#### Required actions
1. In the espresso machine thread, turn the paragraph beginning "To pop the group seal" into a short bulleted list that keeps its main facts.
2. Extend the espresso machine thread with a few more sentences that pick up after its final line.

#### Supplied text

# # #

I don't do milk that often, so hadn't really noticed this, but the last few times I have steamed milk, there has been a fair bit of steam from the grouphead, culminating in a "pop" and the group seal being dislodged by a few mm, enough to not allow the portafilter to be attached without re-seating the seal.

Since I mostly make espresso, this doesn't crop up that often.

Any ideas why, and whether I should be concerned?

Thanks


----------



## jimbojohn55 (Jan 15, 2016)

sounds as though something is not right, do you descale? how old is the machine? how old is the group head seal?


----------



## DaveP (Jul 14, 2017)

> Any ideas why


The boiler may be bunged up with scale, so descale. also the steam stat maybe operating at far to high a temperature, but less than what the thermal fuse melts at.

So descale first and see if that helps, then change the steam stat if required.


----------



## timmyjj21 (May 10, 2015)

To pop the group seal, you need excess pressure behind it, which basically shouldn't happen. Take off the shower screen and the aluminium dispersion plate and ensure it is all clean, remove all buildup of coffee oils. If the dispersion plate is corroded badly and potentially allowing leakage around behind the group seal then I would be replacing it.

Make sure the group seal is the correct way around. All writing and rounded edges go in, with the flat edge and sharp corner outside.

If all clean and looking good, then check the steam thermostat, but it's unlikely to be the cause simply because there shouldn't be an volume of water or steam behind the group seal to begin with!


----------



## crmdgnly (Apr 12, 2017)

I will look at all of those things.

# # #

[Dataset rows showing where objects appear]
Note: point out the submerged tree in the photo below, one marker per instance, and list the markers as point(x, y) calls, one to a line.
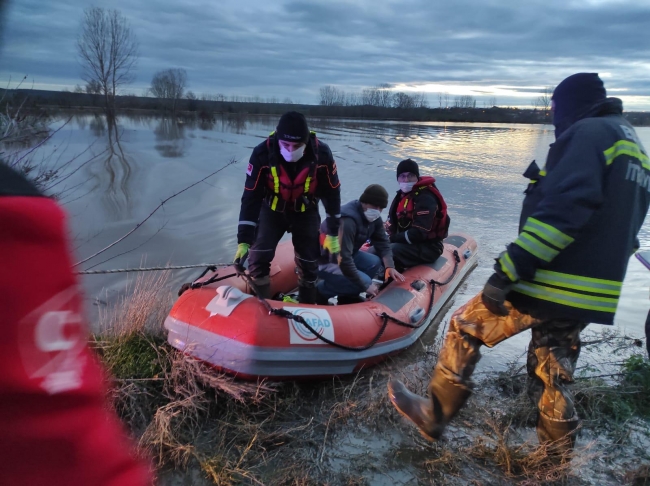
point(169, 84)
point(108, 50)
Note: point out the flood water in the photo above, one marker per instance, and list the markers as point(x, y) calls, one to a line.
point(478, 168)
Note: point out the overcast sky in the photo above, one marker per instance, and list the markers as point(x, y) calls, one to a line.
point(508, 49)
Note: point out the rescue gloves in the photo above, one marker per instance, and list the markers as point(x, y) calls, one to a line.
point(242, 253)
point(331, 244)
point(495, 292)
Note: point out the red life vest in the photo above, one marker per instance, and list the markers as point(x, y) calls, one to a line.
point(405, 209)
point(56, 428)
point(283, 190)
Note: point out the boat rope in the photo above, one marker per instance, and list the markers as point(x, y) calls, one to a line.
point(386, 318)
point(151, 269)
point(433, 284)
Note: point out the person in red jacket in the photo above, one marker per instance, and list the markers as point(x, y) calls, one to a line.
point(417, 220)
point(54, 423)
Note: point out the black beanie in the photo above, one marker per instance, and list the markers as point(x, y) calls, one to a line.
point(375, 195)
point(408, 165)
point(292, 127)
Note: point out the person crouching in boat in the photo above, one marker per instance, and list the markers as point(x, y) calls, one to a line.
point(578, 226)
point(287, 175)
point(360, 222)
point(417, 219)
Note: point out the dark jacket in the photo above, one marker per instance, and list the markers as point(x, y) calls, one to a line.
point(580, 219)
point(354, 231)
point(256, 189)
point(417, 230)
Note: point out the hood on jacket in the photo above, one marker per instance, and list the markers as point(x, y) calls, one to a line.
point(574, 98)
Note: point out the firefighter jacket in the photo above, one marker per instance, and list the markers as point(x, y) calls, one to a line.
point(580, 219)
point(289, 186)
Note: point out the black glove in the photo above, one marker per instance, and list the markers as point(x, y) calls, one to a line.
point(494, 294)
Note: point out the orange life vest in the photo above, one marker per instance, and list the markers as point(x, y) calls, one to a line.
point(406, 205)
point(285, 192)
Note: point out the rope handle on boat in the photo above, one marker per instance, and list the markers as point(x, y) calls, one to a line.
point(433, 284)
point(289, 315)
point(151, 269)
point(241, 272)
point(197, 285)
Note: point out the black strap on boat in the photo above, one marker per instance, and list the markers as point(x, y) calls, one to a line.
point(433, 284)
point(197, 285)
point(387, 318)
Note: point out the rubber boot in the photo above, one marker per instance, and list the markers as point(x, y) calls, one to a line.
point(558, 435)
point(430, 415)
point(307, 295)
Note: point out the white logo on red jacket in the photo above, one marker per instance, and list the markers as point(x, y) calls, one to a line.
point(52, 343)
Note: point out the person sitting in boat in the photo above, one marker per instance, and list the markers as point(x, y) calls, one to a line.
point(417, 219)
point(287, 175)
point(360, 222)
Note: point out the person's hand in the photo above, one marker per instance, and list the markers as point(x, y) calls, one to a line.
point(494, 294)
point(394, 274)
point(373, 290)
point(331, 244)
point(242, 253)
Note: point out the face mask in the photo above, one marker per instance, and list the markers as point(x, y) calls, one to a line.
point(406, 186)
point(294, 156)
point(372, 214)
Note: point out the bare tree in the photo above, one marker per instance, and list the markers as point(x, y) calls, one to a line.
point(385, 95)
point(169, 85)
point(465, 101)
point(332, 96)
point(108, 50)
point(403, 100)
point(93, 87)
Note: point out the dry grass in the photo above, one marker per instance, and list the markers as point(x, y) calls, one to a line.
point(188, 416)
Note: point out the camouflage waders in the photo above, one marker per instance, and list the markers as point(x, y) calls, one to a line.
point(552, 357)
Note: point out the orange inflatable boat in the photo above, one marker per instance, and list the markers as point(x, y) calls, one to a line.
point(219, 321)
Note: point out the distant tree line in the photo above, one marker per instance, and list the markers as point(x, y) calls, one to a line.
point(381, 96)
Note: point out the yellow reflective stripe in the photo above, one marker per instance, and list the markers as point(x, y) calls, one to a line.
point(276, 180)
point(508, 267)
point(536, 247)
point(548, 233)
point(625, 147)
point(577, 282)
point(564, 297)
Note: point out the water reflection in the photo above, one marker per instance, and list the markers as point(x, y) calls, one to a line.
point(170, 135)
point(113, 174)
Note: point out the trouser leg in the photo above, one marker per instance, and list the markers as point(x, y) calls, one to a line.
point(470, 327)
point(305, 229)
point(552, 357)
point(272, 226)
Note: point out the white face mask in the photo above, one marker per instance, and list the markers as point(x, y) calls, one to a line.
point(294, 156)
point(406, 186)
point(372, 214)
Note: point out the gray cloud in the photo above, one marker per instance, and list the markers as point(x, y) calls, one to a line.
point(292, 48)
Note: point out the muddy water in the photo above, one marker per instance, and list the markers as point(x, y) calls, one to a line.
point(478, 168)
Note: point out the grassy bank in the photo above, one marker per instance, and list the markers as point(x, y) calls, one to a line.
point(201, 427)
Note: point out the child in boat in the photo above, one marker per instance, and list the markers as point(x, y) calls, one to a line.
point(360, 221)
point(417, 220)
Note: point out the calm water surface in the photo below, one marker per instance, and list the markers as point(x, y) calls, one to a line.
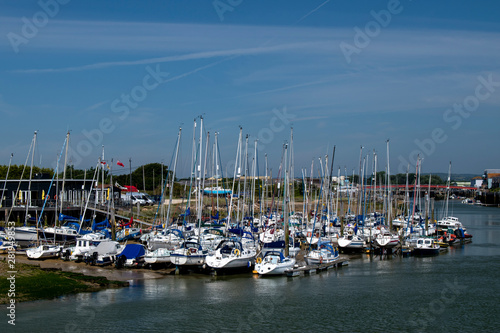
point(454, 292)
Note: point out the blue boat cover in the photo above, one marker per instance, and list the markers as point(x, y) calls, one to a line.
point(133, 251)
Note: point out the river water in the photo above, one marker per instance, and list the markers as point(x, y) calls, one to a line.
point(454, 292)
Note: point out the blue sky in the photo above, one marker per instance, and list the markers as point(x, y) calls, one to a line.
point(267, 66)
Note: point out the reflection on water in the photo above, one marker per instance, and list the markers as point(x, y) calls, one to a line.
point(370, 294)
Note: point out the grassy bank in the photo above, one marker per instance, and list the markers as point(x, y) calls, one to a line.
point(35, 283)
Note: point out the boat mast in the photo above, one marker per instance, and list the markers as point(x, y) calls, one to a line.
point(389, 192)
point(285, 203)
point(236, 168)
point(5, 183)
point(28, 193)
point(245, 170)
point(64, 172)
point(173, 177)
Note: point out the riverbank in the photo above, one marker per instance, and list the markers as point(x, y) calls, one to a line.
point(33, 282)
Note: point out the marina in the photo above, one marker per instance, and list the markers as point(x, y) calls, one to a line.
point(449, 285)
point(250, 166)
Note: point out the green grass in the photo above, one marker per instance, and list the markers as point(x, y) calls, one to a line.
point(34, 283)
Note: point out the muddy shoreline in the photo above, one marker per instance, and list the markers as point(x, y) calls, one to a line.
point(109, 272)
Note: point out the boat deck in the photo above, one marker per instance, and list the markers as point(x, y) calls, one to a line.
point(313, 269)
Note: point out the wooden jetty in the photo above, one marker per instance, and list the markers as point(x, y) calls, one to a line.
point(313, 269)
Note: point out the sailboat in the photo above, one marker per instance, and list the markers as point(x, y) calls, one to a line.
point(273, 263)
point(324, 254)
point(26, 233)
point(386, 239)
point(426, 247)
point(231, 254)
point(350, 241)
point(44, 251)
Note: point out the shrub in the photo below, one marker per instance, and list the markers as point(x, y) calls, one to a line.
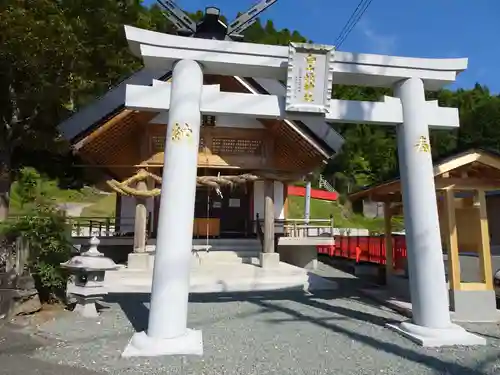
point(45, 229)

# # #

#### Exercise responses
1.
- Popping the group seal requires excess pressure behind it, which basically shouldn't happen.
- Remove the shower screen and the aluminum dispersion plate, and make sure both are clean, with all coffee oil buildup removed.
- If the dispersion plate is badly corroded and could be letting leakage get behind the group seal, replace it.

2.
The machine is a Paros from around 2000. The boiler was new a couple of months ago. I haven't descaled since the boiler replacement as I have been using bottled water, but that's now on the list. Group seal replaced at the same time, with rounded edges up (contacting the group head). Dispersion plate new brass one, and very clean. Will double check it seated correctly.

When (if?) I do some steamed milk again I'll try and take a video.

Thanks for taking the time to help


----------



## El carajillo (Mar 16, 2013)

Check that the dispersion disc is seated squarely and the seal, it sounds odd that the steam is getting behind the seal. Also check the seal is not a loose fit (dicky seal)


----------



## timmyjj21 (May 10, 2015)

Ah! I had issues with a particular brass dispersion plate blowing my group seal when removing the portafilter after steaming. If you look carefully, the aluminium dispersion plate is NOT a cylinder, It is actually tapered. This extra diameter at the top holds the group seal in place. One particular type of brass dispersion plate didnt take this into account. You may be able to subtly reposition it to work better, but I actually ended up picking a completely new plate and design from a different seller. This appears to be a rare issue and may be just machining tolerance.


----------



## crmdgnly (Apr 12, 2017)

I have this one from the Espresso Shop...

https://www.theespressoshop.co.uk/en/gb/Gaggia-Brass-Shower-Plate-Holder-57x14mm---WGA16G1002/m-1976.aspx

I always take the portafilter out before turning steam on; maybe I shouldn't?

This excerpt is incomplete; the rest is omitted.